PROVIDED PASSAGE

┄┄┄┄┄┄

Schwarzenegger and Snow are counting on the climate change predictions to be fairly accurate. If the actual climate does not follow the predictions, the new and “enhanced’ reservoirs might never fill. Furthermore, increasing surface storage would result in more extensive water loss through evaporation. In 1998 the measured evaporation from Californiareservoirs was about a million acre feet - that's enough water to cover a million acres of land with a foot of water. That’s a lot of water but the amount will rise if new and “enhanced’ reservoirs are developed. Furthermore, if climate change results in higher summer temperatures evaporation from all reservoirs will increase.

The Schwarzenegger/Snow “portfolio approach” ignores the states largest “reservoir” – upland forest soils - and its biggest water user – irrigated agriculture. Let’s look at the forests first.

Upland forest soils in the Sierra Nevada, Cascade and Klamath Mountains are the states largest reservoir. Healthy forest soils are on average about 1/3 empty spaces. In the winter wet season these spaces fill up with water which is released slowly to springs, streams and groundwater during the summer/fall dry season. Road building and logging are known to compact forest soils – reducing their ability to store water.

Increases in flood flows in streams and rivers and a corresponding decreases in base flow as a result of intensive logging are well documented in research and by experience on the ground. But apparently no one in the California state establishment is looking at how upland California forests should be managed to restore the ability of California’s forest soil reservoirs to store water. The state is not even looking at hard research that tells us we can maximize snowpack retention by limiting clearcuts to no more than an acre. The failure to address upland management in the “portfolio approach” may have something to do with the fact that the vast majority of Sierra Forests are owned by Sierra Pacific Industries – a private forest products company that is California’s largest landowner.

The other big California forest “owner” – the Forest Service – has a research focus on climate change that also ignores the forest soil reservoir. Instead Forest Service climate change scientists prefer to look at how climate change may impact fire behavior. Few who know Forest Service’s history and culture are surprised that the agency’s preferred response to climate change is more logging to “fire proof” our forests.

┄┄┄┄┄┄

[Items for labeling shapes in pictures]

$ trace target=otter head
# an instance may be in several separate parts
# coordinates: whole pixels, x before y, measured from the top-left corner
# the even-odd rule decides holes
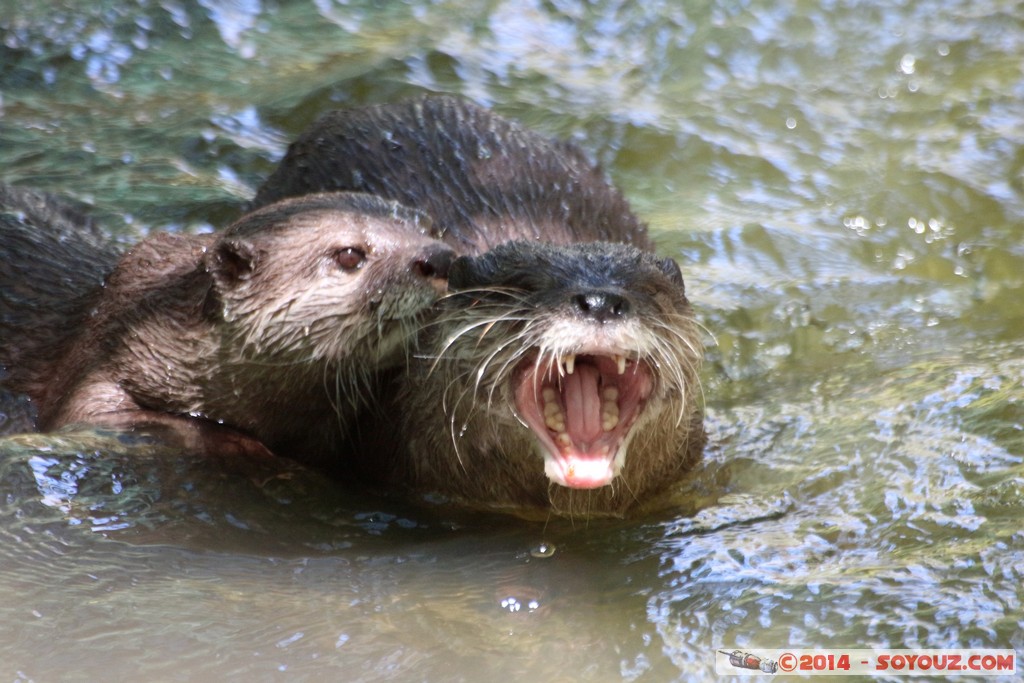
[[[369,195],[271,204],[206,254],[208,313],[240,362],[395,365],[454,258],[429,230],[424,214]]]
[[[490,422],[510,413],[550,482],[611,484],[645,425],[685,434],[701,348],[672,259],[622,244],[511,242],[457,259],[450,290],[437,364],[471,378],[462,384],[476,395],[446,405],[486,405]],[[453,439],[472,419],[452,416]]]

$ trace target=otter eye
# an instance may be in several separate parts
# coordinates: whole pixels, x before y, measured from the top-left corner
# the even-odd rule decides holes
[[[367,260],[367,253],[356,247],[345,247],[334,253],[334,262],[342,270],[355,270]]]

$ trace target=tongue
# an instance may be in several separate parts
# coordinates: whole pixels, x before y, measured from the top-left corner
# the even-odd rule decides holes
[[[569,488],[598,488],[606,486],[615,478],[611,462],[607,458],[582,458],[569,454],[560,459],[549,459],[544,472],[552,481]]]
[[[578,365],[575,372],[563,380],[565,431],[581,451],[601,435],[601,396],[598,380],[601,374],[591,365]]]

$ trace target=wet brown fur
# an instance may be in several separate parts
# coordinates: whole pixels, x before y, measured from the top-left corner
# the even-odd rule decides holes
[[[13,296],[3,283],[0,362],[5,386],[32,398],[39,429],[156,424],[216,450],[225,442],[212,425],[223,424],[258,441],[232,447],[262,444],[316,464],[337,456],[376,371],[406,361],[451,260],[418,212],[365,195],[313,195],[216,234],[150,237],[100,283],[110,250],[48,251],[81,230],[43,218],[0,223],[0,262],[38,288]],[[339,265],[348,248],[366,255],[356,268]],[[35,269],[48,259],[49,270]],[[40,279],[61,268],[74,283]],[[38,310],[43,300],[67,316],[60,334],[50,336],[59,321]],[[44,316],[45,330],[33,331]]]

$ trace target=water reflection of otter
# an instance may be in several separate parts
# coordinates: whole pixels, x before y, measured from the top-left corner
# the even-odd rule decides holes
[[[682,275],[577,147],[449,97],[335,112],[256,203],[322,189],[423,210],[466,255],[378,440],[358,449],[370,475],[621,514],[692,467],[701,348]]]
[[[6,191],[0,365],[43,430],[146,425],[211,452],[262,443],[306,462],[333,458],[373,371],[404,360],[453,258],[425,234],[426,216],[329,194],[267,206],[216,234],[150,237],[110,269],[94,234],[61,229],[52,212],[11,213],[18,190]]]

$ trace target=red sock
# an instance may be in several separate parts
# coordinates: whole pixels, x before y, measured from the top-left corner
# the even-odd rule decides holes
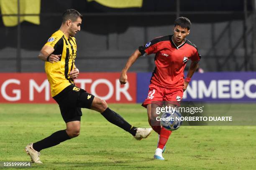
[[[167,140],[168,140],[168,138],[171,135],[172,132],[171,130],[168,130],[162,127],[160,134],[159,142],[158,143],[158,147],[157,148],[161,149],[164,148],[164,145],[165,145]]]
[[[160,134],[161,131],[161,127],[160,126],[151,126],[152,128],[159,135]]]

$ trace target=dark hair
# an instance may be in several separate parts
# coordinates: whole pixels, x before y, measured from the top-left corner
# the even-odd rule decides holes
[[[187,28],[188,30],[190,29],[191,22],[189,20],[185,17],[179,17],[174,21],[174,27],[179,25],[182,28]]]
[[[76,10],[74,9],[67,10],[62,15],[62,23],[64,23],[68,20],[70,20],[73,22],[75,21],[78,17],[83,19],[83,15]]]

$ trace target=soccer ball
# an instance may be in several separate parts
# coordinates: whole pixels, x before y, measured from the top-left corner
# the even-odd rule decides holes
[[[173,114],[166,112],[162,115],[160,124],[164,128],[167,130],[177,130],[181,126],[182,122],[177,120],[177,118],[180,118],[181,115],[179,112],[175,111]]]

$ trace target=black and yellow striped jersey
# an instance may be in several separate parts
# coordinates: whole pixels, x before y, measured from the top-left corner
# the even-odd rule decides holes
[[[67,38],[60,30],[54,32],[45,44],[54,48],[53,54],[61,54],[59,62],[46,62],[45,72],[51,85],[51,97],[57,95],[67,87],[74,83],[69,74],[75,68],[77,43],[74,37]]]

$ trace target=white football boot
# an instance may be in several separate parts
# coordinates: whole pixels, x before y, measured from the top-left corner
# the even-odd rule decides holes
[[[157,147],[158,148],[158,145],[159,145],[159,140],[160,140],[160,135],[158,134],[158,140],[157,141]],[[165,151],[165,149],[166,148],[166,145],[164,145],[164,148],[163,148],[163,152],[162,153],[164,153]]]
[[[163,150],[160,148],[157,148],[156,150],[155,155],[154,155],[154,159],[158,160],[164,160],[164,158],[162,155]]]
[[[33,143],[30,143],[28,144],[25,147],[25,150],[27,152],[27,154],[30,156],[31,160],[36,163],[43,163],[40,161],[39,157],[40,156],[40,152],[37,152],[33,148]]]
[[[147,138],[150,135],[152,131],[151,128],[137,128],[136,134],[133,136],[137,140],[141,140],[143,138]]]

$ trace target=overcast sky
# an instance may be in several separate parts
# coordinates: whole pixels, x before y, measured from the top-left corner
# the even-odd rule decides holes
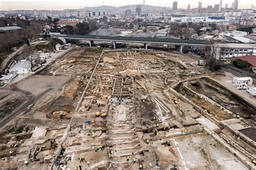
[[[145,4],[149,5],[172,7],[172,0],[145,0]],[[177,0],[178,8],[186,8],[188,4],[191,8],[196,8],[198,5],[198,1]],[[207,5],[214,5],[219,3],[219,0],[201,0],[203,7]],[[256,5],[255,0],[239,0],[239,8],[251,8],[252,4]],[[97,6],[103,5],[103,2],[105,5],[120,6],[131,4],[143,4],[143,0],[0,0],[0,9],[1,10],[63,10],[66,9],[79,9],[85,6]],[[234,0],[223,0],[223,7],[225,3],[231,3]]]

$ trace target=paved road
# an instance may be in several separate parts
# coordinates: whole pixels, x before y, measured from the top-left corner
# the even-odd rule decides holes
[[[203,40],[185,40],[170,38],[139,38],[118,36],[79,36],[70,35],[52,35],[53,37],[59,37],[68,39],[84,39],[90,40],[112,41],[117,42],[131,42],[140,43],[170,44],[178,45],[210,45],[211,42]],[[222,41],[216,41],[217,43],[224,43]]]
[[[5,68],[7,63],[8,63],[10,60],[14,57],[16,55],[17,55],[19,51],[23,50],[25,47],[26,45],[24,44],[20,47],[18,49],[15,51],[14,53],[10,55],[6,58],[4,59],[4,60],[1,64],[1,70],[3,71],[4,68]]]

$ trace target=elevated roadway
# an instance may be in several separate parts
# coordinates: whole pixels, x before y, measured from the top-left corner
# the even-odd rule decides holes
[[[143,43],[144,44],[144,47],[147,49],[147,44],[171,44],[176,45],[177,50],[179,52],[182,51],[183,46],[210,46],[211,42],[203,40],[185,40],[177,39],[170,38],[138,38],[120,36],[91,36],[91,35],[59,35],[52,34],[52,37],[57,37],[63,40],[65,39],[77,39],[89,40],[90,46],[91,46],[93,44],[93,41],[106,41],[113,42],[113,47],[116,48],[117,42],[122,43]],[[218,43],[225,43],[226,42],[222,41],[215,41]]]

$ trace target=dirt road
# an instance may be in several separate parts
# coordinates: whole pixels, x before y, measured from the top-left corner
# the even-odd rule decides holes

┄┄┄┄┄┄

SHORT EXERCISE A
According to the passage on California water storage, about what fraction of healthy forest soils is empty space?
SHORT EXERCISE B
Continue the passage on California water storage and forest soils from the point where it stops.

OUTPUT A
About one third.

OUTPUT B
California officials are also ignoring the state’s #1 water consumer – irrigated agriculture. Irrigation engineers tell us that – depending on current irrigation methods used – agricultural operations in Californiacan reduce consumptive water use by 20% to 70% by installing modern irrigation methods and adopting modern irrigation management . This leads one to suspect that California’s water supply “crisis” has been created or exaggerated in order to convince California taxpayers to build new dams and reservoirs. Since California irrigation interests are already leasing water to urban water agencies, they stand to gain billions if new reservoirs are built.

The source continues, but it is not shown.